Recast the stretch of rows that opens with the line containing "One point lands on every instance of the dog's hind" and closes with the line containing "pixel 127 167" as a numbered list, with both of those lines included and any blank lines dropped.

Available records:
++++++++++
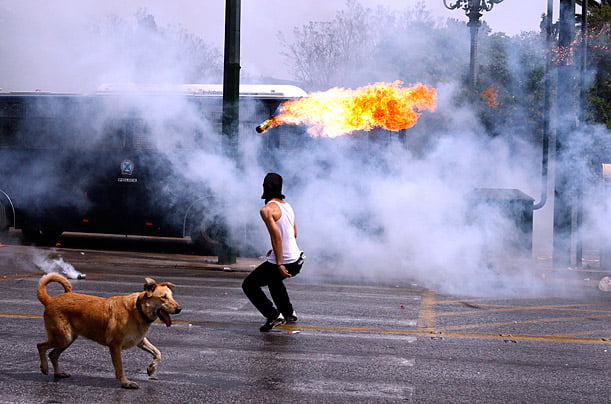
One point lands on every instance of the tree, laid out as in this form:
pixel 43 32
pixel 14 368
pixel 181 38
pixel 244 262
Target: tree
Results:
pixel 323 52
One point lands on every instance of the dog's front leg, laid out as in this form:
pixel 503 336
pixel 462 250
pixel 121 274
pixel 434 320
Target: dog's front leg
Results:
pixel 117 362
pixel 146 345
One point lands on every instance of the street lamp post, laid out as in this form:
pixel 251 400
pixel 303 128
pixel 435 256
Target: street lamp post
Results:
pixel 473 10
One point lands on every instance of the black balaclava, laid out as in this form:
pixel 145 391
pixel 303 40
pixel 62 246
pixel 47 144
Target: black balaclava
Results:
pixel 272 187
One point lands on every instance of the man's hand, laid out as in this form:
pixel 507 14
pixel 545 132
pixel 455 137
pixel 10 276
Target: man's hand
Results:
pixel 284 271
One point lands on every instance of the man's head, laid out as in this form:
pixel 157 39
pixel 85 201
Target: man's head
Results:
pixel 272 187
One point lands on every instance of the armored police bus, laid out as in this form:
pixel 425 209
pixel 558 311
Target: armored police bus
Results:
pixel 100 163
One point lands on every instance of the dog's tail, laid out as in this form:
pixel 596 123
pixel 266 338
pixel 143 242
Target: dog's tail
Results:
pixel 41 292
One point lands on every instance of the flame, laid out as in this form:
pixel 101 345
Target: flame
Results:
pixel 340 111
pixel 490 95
++++++++++
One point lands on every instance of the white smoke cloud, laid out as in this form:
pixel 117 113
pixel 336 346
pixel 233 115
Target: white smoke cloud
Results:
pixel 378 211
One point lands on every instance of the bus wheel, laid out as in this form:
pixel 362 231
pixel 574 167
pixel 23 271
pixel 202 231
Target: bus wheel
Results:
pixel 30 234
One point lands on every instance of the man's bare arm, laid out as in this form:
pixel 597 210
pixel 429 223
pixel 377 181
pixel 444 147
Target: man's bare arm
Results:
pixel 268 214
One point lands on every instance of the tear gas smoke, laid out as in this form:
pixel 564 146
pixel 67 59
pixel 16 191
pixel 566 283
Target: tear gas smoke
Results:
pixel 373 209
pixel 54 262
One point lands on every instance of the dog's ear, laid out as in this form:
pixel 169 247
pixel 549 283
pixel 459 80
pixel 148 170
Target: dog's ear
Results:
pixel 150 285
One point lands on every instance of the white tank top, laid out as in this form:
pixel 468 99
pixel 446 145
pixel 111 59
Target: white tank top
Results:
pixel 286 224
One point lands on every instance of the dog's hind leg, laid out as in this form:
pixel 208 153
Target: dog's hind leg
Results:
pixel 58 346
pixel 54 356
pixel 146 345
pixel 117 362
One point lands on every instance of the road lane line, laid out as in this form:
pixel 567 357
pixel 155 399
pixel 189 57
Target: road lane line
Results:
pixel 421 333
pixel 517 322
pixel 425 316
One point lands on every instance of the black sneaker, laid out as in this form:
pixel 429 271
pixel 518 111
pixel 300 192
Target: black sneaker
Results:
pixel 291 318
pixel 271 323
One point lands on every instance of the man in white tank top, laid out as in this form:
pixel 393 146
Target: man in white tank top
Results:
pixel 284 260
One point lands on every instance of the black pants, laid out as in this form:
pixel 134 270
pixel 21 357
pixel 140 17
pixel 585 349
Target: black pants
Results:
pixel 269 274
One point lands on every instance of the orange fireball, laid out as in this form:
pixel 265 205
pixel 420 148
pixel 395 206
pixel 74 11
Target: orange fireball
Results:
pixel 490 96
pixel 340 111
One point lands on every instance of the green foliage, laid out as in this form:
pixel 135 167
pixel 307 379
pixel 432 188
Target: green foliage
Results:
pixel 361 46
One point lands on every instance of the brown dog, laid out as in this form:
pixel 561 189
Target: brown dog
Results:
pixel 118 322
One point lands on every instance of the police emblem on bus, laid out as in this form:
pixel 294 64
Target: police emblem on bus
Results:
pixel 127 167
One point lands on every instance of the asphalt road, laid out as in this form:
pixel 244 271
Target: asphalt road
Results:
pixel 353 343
++++++++++
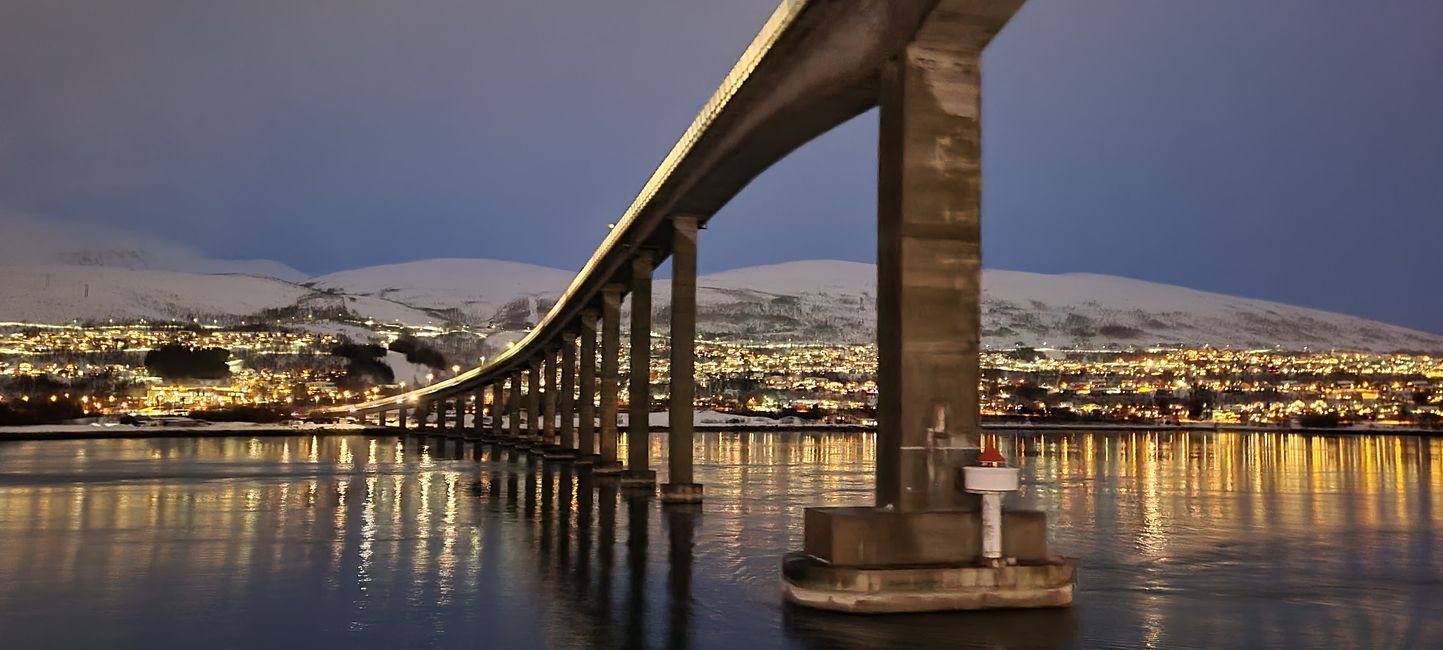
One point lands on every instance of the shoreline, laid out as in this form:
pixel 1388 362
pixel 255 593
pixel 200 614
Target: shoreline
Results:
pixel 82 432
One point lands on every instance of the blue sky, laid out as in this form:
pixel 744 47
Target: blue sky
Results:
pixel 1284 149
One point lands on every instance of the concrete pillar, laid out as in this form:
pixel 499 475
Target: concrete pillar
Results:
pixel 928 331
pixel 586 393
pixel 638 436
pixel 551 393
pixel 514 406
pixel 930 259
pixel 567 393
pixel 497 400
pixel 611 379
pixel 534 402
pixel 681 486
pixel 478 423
++++++++++
Full response:
1. One point lands on every instance of the dog's hind leg, laid out as in this form:
2. pixel 208 153
3. Target: dog's hind leg
4. Results:
5. pixel 58 346
6. pixel 54 356
7. pixel 146 345
8. pixel 117 362
9. One point lands on every instance of the road lane line, laid out as in this form:
10. pixel 567 357
11. pixel 155 399
12. pixel 189 57
13. Target: road lane line
14. Results:
15. pixel 421 333
16. pixel 517 322
17. pixel 425 316
18. One point lands on every instance of the black sneaker, laid out as in this form:
19. pixel 429 271
20. pixel 518 111
21. pixel 300 192
22. Target: black sneaker
23. Results:
24. pixel 291 318
25. pixel 271 323
26. One point lands on every instance of the man in white tank top, laid out as in this form:
27. pixel 393 146
28. Target: man in white tank top
29. Results:
30. pixel 284 260
31. One point lands on every instance of the black pants, laid out as in this form:
32. pixel 134 270
33. pixel 21 357
34. pixel 140 17
35. pixel 585 349
36. Target: black pants
37. Results:
38. pixel 269 274
39. One point lands on every instance of the orange fireball, laid out as in this form:
40. pixel 265 205
41. pixel 420 148
42. pixel 395 206
43. pixel 74 11
44. Target: orange fireball
45. Results:
46. pixel 490 96
47. pixel 340 111
48. One point lands on every instance of the green foliage, laid out as in this form:
49. pixel 135 167
50. pixel 307 379
51. pixel 432 188
52. Target: green foliage
53. Results:
54. pixel 361 46
55. One point lands on every instance of the brown dog, laid out as in this form:
56. pixel 561 189
57. Target: brown dog
58. Results:
59. pixel 118 322
60. One point lands on every instance of the police emblem on bus, laid out as in this form:
61. pixel 294 64
62. Target: police emblem on bus
63. Results:
64. pixel 127 167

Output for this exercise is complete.